- Aufgabe: Welche Personen werden im folgenden Text zur Gedenkfeier mit Namen genannt?

- Gezeigter Text:

Musikalisch umrahmt wurde die Feierstunde vom Männergesangsverein 1846 Viernheim e.V., Musik³ und Hermann Wunderle an der Orgel.

Die Gedenkfeier war eine gemeinsame Veranstaltung des Sozialverbands VdK, dem Volksbund Deutscher Kriegsgräberfürsorge und der Stadt Viernheim.

Rede von Stadtverordnetenvorstehers Norbert Schübeler:

Das Bild zeigt Klementina, acht Jahre alt, am 16. März 2022.  Sie ist mit ihrer Mutter aus Obolon, einem Stadtteil im Norden Kiews, geflohen. Ihr älterer Bruder hat sich freiwillig zum Wehrdienst gemeldet. Klementina will mit ihrer Mutter nach Kopenhagen und wiederholt immer wieder die Frage, ob sie dort auch bald in eine Schule gehen darf. „Es ist dieser Blick“, so formuliert es Wolfgang Schneiderhan, Präsident des Volksbundes Deutsche Kriegsgräberfürsorge, „diese Mischung aus Furcht und Erschöpfung in den Augen, die dem Betrachter nahe geht. Der Fotograf Florian Bachmaier hat dieses Bild in der West-Ukraine gemacht. Aktuell wissen wir nichts über ihr Schicksal – ob sie noch in der Ukraine lebt oder geflohen ist.“

Abgebildet war das Foto in der Zeitschrift FRIEDEN Ausgabe 1/2022 des Volksbundes Deutsche Kriegsgräberfürsorge.

Auch wir waren verstört im Februar und März dieses Jahres, obwohl wir – anders als Klementina – in Sicherheit waren.

 

Wir haben verstörende Bilder vor Augen, wenn es um diesen völkerrechtswidrigen Akt, diesen Angriffskrieg in der Ukraine geht. Junge Soldaten im Kampf, Frauen und Kinder auf der Flucht, verzweifelte alte Menschen in Kiew, Charkiw, Mariupol und anderswo.

Einen solchen Rückfall in die überwunden geglaubten Zeiten des Krieges, in die dunkelsten Jahre des vergangenen Jahrhunderts, hielt ich für ausgeschlossen. Das Gefühl, zum ohnmächtigen Zuschauer verurteilt zu sein, bedrückt viele von uns.

 

Doch gerade auch vor diesem Hintergrund ist und bleibt der Tag der Trauer heute ein Tag der Mahnung. Das Vermächtnis aller Kriegstoten, der gefallenen Soldaten und der zivilen Opfer, ist und bleibt die wichtige Mahnung vor jeder Kriegsgefahr. Nur der unerschütterliche Wille zum Frieden kann diesen Krieg beenden und neue Konflikte verhindern.

- Gezeigtes Material:
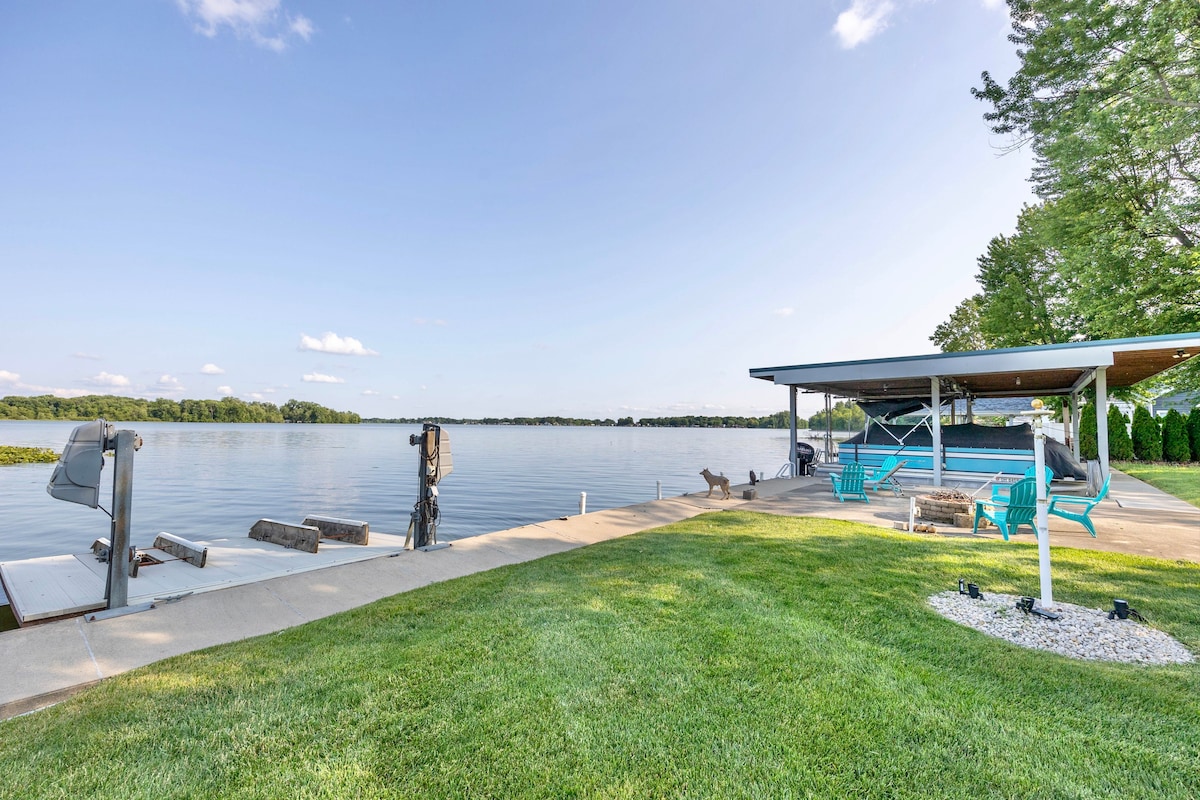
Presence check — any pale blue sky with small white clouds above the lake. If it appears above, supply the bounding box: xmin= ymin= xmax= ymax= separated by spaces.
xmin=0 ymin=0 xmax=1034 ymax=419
* * *
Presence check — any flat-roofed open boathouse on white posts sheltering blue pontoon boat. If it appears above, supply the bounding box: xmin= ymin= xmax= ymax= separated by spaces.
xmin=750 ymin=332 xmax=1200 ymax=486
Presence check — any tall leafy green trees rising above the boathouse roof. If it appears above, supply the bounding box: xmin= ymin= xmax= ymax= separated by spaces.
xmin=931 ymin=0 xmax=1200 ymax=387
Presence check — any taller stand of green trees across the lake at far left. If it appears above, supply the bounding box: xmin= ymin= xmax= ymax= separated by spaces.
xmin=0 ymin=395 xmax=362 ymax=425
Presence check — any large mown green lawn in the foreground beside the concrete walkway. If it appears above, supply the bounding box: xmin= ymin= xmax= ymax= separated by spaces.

- Lösung der Aufgabe: Hermann Wunderle, Norbert Schübeler, Klementina, Wolfgang Schneiderhan, Florian Bachmaier